++++ PROVIDED RECORDS ++++

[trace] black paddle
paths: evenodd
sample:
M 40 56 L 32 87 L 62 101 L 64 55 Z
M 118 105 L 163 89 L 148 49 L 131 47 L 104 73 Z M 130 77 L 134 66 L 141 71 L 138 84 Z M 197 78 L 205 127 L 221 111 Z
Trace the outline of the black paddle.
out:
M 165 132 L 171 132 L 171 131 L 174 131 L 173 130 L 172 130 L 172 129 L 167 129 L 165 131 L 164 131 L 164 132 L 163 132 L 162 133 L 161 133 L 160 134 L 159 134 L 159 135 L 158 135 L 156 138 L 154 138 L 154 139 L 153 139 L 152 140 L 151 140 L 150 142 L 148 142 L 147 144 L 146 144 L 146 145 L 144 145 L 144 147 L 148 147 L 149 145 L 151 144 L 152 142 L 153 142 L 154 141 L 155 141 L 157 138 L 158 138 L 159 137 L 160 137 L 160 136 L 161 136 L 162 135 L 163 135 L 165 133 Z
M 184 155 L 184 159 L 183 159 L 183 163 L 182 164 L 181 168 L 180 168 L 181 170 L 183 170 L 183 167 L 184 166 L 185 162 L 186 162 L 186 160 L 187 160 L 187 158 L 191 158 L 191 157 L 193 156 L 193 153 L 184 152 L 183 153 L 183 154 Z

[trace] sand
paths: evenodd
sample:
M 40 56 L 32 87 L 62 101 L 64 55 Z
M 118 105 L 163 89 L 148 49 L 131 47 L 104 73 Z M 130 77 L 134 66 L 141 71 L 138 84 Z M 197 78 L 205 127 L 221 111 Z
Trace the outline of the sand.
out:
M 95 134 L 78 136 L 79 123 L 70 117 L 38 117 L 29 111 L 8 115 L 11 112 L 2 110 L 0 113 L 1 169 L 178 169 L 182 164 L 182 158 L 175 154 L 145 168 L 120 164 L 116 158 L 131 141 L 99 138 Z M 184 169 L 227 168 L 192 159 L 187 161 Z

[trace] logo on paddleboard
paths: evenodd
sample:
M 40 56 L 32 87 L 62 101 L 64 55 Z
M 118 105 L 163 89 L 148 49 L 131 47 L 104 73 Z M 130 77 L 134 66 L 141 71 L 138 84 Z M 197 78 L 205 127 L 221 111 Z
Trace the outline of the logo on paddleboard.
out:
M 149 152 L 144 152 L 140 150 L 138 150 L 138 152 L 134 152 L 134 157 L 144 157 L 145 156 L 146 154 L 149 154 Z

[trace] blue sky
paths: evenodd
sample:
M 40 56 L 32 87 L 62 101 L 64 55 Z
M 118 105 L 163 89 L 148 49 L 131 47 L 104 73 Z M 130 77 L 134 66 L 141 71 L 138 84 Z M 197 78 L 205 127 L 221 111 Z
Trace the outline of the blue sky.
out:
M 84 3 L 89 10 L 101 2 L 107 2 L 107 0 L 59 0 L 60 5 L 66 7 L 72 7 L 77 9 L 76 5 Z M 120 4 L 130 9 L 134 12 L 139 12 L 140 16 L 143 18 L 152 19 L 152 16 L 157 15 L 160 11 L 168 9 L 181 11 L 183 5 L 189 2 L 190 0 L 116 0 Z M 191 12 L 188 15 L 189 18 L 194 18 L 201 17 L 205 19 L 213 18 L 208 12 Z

++++
++++ PROVIDED RECORDS ++++

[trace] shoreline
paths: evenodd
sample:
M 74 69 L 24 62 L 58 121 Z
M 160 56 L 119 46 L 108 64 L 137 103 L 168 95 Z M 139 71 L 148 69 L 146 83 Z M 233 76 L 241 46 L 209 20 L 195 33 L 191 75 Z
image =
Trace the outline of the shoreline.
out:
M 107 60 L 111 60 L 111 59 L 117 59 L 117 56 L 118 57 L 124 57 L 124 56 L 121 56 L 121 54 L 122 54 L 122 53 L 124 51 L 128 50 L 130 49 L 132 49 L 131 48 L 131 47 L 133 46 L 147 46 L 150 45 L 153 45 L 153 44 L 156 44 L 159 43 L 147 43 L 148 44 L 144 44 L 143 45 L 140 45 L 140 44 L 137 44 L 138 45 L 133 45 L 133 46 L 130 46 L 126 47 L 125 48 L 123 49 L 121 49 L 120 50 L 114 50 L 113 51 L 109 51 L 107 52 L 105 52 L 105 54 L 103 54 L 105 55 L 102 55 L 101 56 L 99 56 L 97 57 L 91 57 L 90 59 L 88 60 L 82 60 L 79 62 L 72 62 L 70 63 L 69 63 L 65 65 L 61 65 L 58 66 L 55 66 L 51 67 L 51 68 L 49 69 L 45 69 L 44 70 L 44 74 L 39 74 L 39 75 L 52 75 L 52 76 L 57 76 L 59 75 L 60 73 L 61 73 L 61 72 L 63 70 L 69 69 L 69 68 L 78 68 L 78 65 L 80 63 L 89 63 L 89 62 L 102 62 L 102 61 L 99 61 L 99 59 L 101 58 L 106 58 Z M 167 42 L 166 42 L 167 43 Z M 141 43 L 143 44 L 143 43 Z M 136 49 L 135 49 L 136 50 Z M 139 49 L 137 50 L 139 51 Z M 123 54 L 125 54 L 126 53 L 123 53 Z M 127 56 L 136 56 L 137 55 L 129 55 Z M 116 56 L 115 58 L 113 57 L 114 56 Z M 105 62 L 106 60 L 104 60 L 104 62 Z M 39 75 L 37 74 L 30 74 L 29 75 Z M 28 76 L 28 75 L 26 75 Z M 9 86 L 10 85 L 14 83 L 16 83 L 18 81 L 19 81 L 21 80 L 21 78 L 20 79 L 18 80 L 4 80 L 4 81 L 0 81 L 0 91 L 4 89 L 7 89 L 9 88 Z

++++

WHAT IS ASKED →
Can you convert everything in the listing above, from the line containing "[trace] black paddle" down to the line containing "M 95 134 L 78", into a Markdown table with the columns Row and Entry, leaving out blank lines?

WORKED ANSWER →
| Row | Entry |
|---|---|
| 1 | [trace] black paddle |
| 2 | paths: evenodd |
| 3 | sample: |
| 4 | M 40 56 L 32 87 L 62 101 L 64 55 Z |
| 5 | M 118 105 L 163 89 L 148 49 L 131 47 L 104 73 Z M 130 77 L 134 66 L 141 71 L 138 84 Z M 197 78 L 205 127 L 221 111 Z |
| 6 | Trace the outline of the black paddle. |
| 7 | out: |
| 8 | M 165 132 L 171 132 L 171 131 L 174 131 L 173 130 L 172 130 L 172 129 L 167 129 L 165 131 L 164 131 L 164 132 L 163 132 L 162 133 L 161 133 L 160 134 L 159 134 L 159 135 L 158 135 L 156 138 L 154 138 L 154 139 L 153 139 L 152 140 L 151 140 L 150 142 L 148 142 L 147 144 L 146 144 L 146 145 L 144 145 L 144 147 L 148 147 L 149 145 L 151 144 L 152 142 L 153 142 L 154 141 L 155 141 L 157 138 L 158 138 L 159 137 L 160 137 L 160 136 L 161 136 L 162 135 L 163 135 L 165 133 Z |
| 9 | M 184 155 L 184 159 L 183 159 L 183 163 L 182 164 L 181 168 L 180 168 L 181 170 L 183 170 L 183 167 L 184 166 L 185 162 L 186 162 L 186 160 L 187 160 L 187 158 L 191 158 L 191 157 L 193 156 L 193 153 L 184 152 L 183 153 L 183 154 Z |
| 10 | [trace] sand |
| 11 | paths: evenodd |
| 12 | sample: |
| 13 | M 40 56 L 32 87 L 62 101 L 64 55 Z |
| 14 | M 118 105 L 163 89 L 148 49 L 131 47 L 104 73 Z M 130 77 L 134 66 L 141 71 L 138 84 Z M 197 78 L 205 127 L 221 111 Z |
| 15 | Trace the outline of the sand. |
| 16 | out: |
| 17 | M 95 134 L 78 136 L 79 123 L 70 117 L 38 117 L 29 111 L 8 115 L 11 112 L 2 110 L 0 113 L 1 169 L 178 169 L 182 164 L 182 158 L 175 154 L 145 168 L 120 164 L 116 158 L 131 141 L 99 138 Z M 184 169 L 227 168 L 192 159 L 187 161 Z |